Could you repeat, word for word, only the lines from the one containing "Keep to these rules. Indicate every instance of the concrete" through the final line of the records below?

:: Excerpted data

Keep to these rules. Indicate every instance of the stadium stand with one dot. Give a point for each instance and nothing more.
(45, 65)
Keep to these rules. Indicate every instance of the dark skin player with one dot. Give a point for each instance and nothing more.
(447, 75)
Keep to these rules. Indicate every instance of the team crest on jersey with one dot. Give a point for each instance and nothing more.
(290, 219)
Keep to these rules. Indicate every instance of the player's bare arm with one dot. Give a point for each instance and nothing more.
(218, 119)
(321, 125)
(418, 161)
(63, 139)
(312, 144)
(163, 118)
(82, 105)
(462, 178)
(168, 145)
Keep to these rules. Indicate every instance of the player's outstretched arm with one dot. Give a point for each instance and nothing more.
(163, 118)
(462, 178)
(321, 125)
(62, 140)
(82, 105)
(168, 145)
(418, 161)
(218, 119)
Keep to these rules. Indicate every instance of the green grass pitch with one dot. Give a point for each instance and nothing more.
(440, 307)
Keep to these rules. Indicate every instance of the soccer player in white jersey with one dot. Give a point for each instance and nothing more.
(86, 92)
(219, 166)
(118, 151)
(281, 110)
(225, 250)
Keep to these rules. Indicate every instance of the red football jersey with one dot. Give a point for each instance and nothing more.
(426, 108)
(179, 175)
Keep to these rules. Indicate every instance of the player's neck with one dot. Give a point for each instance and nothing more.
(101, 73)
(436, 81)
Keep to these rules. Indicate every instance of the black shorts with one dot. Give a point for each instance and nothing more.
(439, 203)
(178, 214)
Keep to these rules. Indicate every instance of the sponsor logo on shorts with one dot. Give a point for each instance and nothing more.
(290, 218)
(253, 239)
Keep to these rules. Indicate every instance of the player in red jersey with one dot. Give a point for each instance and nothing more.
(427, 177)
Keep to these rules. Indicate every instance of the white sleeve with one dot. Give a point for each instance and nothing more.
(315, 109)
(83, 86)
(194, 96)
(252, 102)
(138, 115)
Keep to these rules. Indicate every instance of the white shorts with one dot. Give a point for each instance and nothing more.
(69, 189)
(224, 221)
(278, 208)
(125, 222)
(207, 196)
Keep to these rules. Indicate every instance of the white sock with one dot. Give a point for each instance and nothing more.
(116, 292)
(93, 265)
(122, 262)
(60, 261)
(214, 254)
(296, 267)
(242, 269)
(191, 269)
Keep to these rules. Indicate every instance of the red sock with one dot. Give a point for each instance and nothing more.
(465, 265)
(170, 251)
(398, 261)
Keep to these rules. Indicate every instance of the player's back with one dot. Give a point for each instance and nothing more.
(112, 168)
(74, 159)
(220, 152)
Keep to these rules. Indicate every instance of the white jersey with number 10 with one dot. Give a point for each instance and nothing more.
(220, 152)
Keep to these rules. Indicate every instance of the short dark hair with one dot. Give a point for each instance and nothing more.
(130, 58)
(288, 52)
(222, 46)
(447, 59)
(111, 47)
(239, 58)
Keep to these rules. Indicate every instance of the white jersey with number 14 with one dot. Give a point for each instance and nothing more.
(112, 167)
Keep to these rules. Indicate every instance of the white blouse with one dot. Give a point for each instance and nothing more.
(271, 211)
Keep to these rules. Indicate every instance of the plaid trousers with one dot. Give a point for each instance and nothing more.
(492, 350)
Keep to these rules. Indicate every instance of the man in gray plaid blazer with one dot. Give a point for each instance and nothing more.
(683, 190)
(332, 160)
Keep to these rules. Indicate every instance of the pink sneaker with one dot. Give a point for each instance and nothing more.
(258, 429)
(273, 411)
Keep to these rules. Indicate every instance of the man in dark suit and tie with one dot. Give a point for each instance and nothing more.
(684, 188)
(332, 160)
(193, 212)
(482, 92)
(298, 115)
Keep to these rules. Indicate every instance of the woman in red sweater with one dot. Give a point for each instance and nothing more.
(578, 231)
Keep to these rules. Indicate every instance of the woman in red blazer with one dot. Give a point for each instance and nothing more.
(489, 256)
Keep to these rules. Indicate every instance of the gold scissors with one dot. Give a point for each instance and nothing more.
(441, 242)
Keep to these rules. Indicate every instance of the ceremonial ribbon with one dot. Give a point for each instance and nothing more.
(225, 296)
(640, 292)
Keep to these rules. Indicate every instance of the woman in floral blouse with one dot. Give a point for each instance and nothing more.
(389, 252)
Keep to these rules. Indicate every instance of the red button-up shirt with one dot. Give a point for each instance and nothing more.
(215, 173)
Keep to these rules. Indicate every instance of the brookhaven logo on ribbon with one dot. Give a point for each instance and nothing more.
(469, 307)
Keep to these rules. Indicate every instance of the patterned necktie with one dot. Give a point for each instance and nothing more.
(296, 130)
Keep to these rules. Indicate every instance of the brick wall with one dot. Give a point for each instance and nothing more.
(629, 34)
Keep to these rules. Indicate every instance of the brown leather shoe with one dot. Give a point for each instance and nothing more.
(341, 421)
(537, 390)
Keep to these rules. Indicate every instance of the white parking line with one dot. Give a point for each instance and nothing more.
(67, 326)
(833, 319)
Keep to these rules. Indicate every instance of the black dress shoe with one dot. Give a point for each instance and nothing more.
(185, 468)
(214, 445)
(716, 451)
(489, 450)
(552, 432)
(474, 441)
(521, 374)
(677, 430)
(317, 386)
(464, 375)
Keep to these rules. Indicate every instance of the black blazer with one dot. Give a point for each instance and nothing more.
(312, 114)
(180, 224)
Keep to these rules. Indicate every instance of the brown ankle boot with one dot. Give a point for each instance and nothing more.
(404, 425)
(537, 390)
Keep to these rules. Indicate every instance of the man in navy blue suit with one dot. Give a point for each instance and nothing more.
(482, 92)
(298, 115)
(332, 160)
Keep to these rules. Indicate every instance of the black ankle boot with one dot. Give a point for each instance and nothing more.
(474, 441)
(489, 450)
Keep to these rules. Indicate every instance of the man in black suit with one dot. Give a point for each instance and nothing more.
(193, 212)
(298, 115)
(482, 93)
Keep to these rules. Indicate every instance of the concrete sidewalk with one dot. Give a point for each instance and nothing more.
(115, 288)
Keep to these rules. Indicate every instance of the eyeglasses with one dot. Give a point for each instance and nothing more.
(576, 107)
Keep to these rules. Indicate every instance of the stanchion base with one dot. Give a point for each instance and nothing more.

::::

**Solved exercise**.
Keep to these rules. Indicate every instance of the concrete sidewalk with one dot. Give a point for each instance and nothing more.
(115, 288)
Keep to these rules. Indicate every instance of the eyeglasses with one dot. Give a point for each instance and nothing more.
(576, 107)
Keep to these rules. Indicate every instance of the stanchion base with one dot. Give a point for each instance and nothing more.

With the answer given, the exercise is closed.